> [Brief 1] Render the listing that follows the meal prepping guide as a JSON list of strings, one string per line of the listing, with blank lines left out.

> [Passage]
━━━━━━━━━━━━━━━━━━━━━━━━━━━━━━
Our Meal Prepping 101 Guide

 Our Meal Prepping 101 Guide

After successfully finishing the work day, picking up the dry cleaning, and picking up the kids from practice, you find yourself like many others–smack in the middle of a lava-flow of traffic desiring for nothing more than to kick-back and relax back in the comfort of your home. After the many stop-and-goes, you glance at what was quite possibly the fourth or fifth billboard showcasing yet another fast-food advertisement. Suddenly, half-way home you realize that you have yet to solve the dreaded-dilemma of figuring out what’s for dinner? In many cases, you are left with the undesirable options of Sunday night leftovers or some mystery frostbitten contents in the freezer from who knows when? On demanding days like these, convenience is often the motivating factor when making a decision on what to eat. But what if I told you these moments could be avoided?

Maintaining healthy habits when it comes to diet for you and your family is similar to creating unhealthy ones. Consider this: in the split moment when you’ve finished work and are scrambling to think of what to make for dinner, most decisions are made from a convenience-driven mentality, even if it results in compromising goals towards a healthier you. This isn’t to say you should completely override eating out. This is simply a gentle reminder that it is often easier to make better decisions for our health when we make efforts to prepare to have better options more accessible and convenient for us.
━━━━━━━━━━━━━━━━━━━━━━━━━━━━━━
> [Data supplied]
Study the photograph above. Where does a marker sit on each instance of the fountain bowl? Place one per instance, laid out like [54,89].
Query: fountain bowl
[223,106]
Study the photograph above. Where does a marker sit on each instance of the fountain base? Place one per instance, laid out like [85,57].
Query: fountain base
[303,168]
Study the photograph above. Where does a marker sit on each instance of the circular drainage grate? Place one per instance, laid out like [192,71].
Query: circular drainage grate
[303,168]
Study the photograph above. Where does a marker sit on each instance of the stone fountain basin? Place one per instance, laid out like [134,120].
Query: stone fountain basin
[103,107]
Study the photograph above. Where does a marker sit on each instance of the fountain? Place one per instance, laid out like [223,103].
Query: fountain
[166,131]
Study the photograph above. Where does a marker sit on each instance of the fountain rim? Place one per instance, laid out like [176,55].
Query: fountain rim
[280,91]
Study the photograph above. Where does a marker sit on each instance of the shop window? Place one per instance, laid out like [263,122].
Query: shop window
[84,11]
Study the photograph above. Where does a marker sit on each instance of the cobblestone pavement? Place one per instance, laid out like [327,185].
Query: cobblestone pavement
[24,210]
━━━━━━━━━━━━━━━━━━━━━━━━━━━━━━
> [Brief 2] Reproduce the meal prepping guide from "After successfully finishing" to "could be avoided?".

> [Worked solution 1]
[
  "Study the photograph above. Where does a marker sit on each instance of the fountain bowl? Place one per instance, laid out like [54,89].",
  "Query: fountain bowl",
  "[223,106]",
  "Study the photograph above. Where does a marker sit on each instance of the fountain base? Place one per instance, laid out like [85,57].",
  "Query: fountain base",
  "[303,168]",
  "Study the photograph above. Where does a marker sit on each instance of the circular drainage grate? Place one per instance, laid out like [192,71].",
  "Query: circular drainage grate",
  "[303,168]",
  "Study the photograph above. Where does a marker sit on each instance of the stone fountain basin? Place one per instance, laid out like [134,120].",
  "Query: stone fountain basin",
  "[103,107]",
  "Study the photograph above. Where does a marker sit on each instance of the fountain? Place one per instance, laid out like [223,103].",
  "Query: fountain",
  "[166,131]",
  "Study the photograph above. Where does a marker sit on each instance of the fountain rim? Place one per instance, laid out like [176,55].",
  "Query: fountain rim",
  "[280,91]",
  "Study the photograph above. Where does a marker sit on each instance of the shop window? Place one per instance, laid out like [263,122].",
  "Query: shop window",
  "[84,11]",
  "Study the photograph above. Where does a marker sit on each instance of the cobblestone pavement? Place one per instance, laid out like [327,185].",
  "Query: cobblestone pavement",
  "[24,210]"
]

> [Worked solution 2]
After successfully finishing the work day, picking up the dry cleaning, and picking up the kids from practice, you find yourself like many others–smack in the middle of a lava-flow of traffic desiring for nothing more than to kick-back and relax back in the comfort of your home. After the many stop-and-goes, you glance at what was quite possibly the fourth or fifth billboard showcasing yet another fast-food advertisement. Suddenly, half-way home you realize that you have yet to solve the dreaded-dilemma of figuring out what’s for dinner? In many cases, you are left with the undesirable options of Sunday night leftovers or some mystery frostbitten contents in the freezer from who knows when? On demanding days like these, convenience is often the motivating factor when making a decision on what to eat. But what if I told you these moments could be avoided?